## Consigne A
Affichez chaque ligne des données ci-dessous qui contient la chaîne « framed », en tenant compte de la casse.

## Extrait

══════════

Mes ennemis ? Des fonctionnaires du système médiatico-littéraire, journalistes, échotiers, écrivains parvenus, indigents essayistes : j’ai écrit, ailleurs, qu’ils ne sont que des rôles, donc interchangeables, c’est-à-dire insignifiants, surtout les écrivains, dont l’œuvre, nombreuse, primée, encensée sans avoir été lue, s’oublie à mesure qu’elle se publie. Ils s' »expriment » à mon sujet sans m’avoir lu, mais en s’indignant à proportion de leur ignorance et condamnant d’autant mieux. N’est-il pas frappant qu’on me dépêche des journalistes qui n’ont pas lu mes livres, qui ignoraient même mon existence quelques jours plus tôt, et que ceux qu’on charge de faire mon portrait soient incapables de se faire une opinion par eux-mêmes ? On va quérir les douteux souvenirs de gens que je croyais morts ou d’ennemis depuis longtemps déclarés ; on cherche l’origine du mal ; on enquête plus qu’on ne peint, l’enquête et l’inquisition allant souvent de pair dans ce monde ludico-vertueux.

══════════

## Données fournies
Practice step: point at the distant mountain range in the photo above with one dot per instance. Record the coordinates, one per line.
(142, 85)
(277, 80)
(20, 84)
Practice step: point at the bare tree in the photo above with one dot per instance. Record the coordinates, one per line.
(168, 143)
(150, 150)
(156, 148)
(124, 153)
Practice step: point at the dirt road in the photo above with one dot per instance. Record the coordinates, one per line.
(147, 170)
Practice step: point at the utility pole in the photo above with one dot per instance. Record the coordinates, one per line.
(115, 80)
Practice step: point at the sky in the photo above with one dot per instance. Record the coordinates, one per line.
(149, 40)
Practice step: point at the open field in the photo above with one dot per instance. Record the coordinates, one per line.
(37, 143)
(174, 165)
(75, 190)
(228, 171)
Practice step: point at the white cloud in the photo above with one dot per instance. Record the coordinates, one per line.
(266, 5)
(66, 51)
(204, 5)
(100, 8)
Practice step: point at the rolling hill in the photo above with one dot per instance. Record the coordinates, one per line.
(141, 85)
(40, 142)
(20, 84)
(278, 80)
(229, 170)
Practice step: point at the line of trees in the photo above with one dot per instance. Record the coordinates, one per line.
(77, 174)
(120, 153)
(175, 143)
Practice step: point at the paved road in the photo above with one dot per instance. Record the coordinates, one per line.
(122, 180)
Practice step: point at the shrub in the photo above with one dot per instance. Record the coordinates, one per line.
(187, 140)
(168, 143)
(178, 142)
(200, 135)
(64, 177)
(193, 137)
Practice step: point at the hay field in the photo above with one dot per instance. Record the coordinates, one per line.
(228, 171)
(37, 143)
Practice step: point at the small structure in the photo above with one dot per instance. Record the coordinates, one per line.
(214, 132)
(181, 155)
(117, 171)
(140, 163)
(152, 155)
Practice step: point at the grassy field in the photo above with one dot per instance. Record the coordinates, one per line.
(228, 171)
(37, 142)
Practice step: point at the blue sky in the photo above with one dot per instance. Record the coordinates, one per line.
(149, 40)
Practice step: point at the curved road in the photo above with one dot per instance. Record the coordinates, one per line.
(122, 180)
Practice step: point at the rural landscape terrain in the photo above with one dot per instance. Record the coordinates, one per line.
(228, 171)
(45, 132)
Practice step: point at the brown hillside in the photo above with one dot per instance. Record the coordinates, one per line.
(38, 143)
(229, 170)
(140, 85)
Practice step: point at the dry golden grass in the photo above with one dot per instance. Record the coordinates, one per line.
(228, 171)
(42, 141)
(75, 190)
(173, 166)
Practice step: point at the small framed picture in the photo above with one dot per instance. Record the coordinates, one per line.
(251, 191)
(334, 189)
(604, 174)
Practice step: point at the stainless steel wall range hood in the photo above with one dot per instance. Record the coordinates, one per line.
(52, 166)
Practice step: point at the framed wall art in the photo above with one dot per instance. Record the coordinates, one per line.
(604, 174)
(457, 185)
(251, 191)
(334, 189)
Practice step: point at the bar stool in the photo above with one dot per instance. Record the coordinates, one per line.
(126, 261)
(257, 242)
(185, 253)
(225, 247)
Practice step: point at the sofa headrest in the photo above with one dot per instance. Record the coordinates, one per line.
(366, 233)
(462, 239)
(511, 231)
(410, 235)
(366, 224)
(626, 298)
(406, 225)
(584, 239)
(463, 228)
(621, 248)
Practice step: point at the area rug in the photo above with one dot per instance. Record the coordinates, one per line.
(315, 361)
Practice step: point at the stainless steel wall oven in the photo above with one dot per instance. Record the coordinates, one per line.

══════════

## Consigne B
D'après l'extrait, qu'est-ce qui va souvent de pair avec l'enquête dans le monde ludico-vertueux ?

## Corrigé détaillé A
Practice step: point at the small framed picture in the photo above with one dot per instance. Record the coordinates, one per line.
Practice step: point at the framed wall art in the photo above with one dot per instance. Record the coordinates, one per line.

## Corrigé détaillé B
L'inquisition.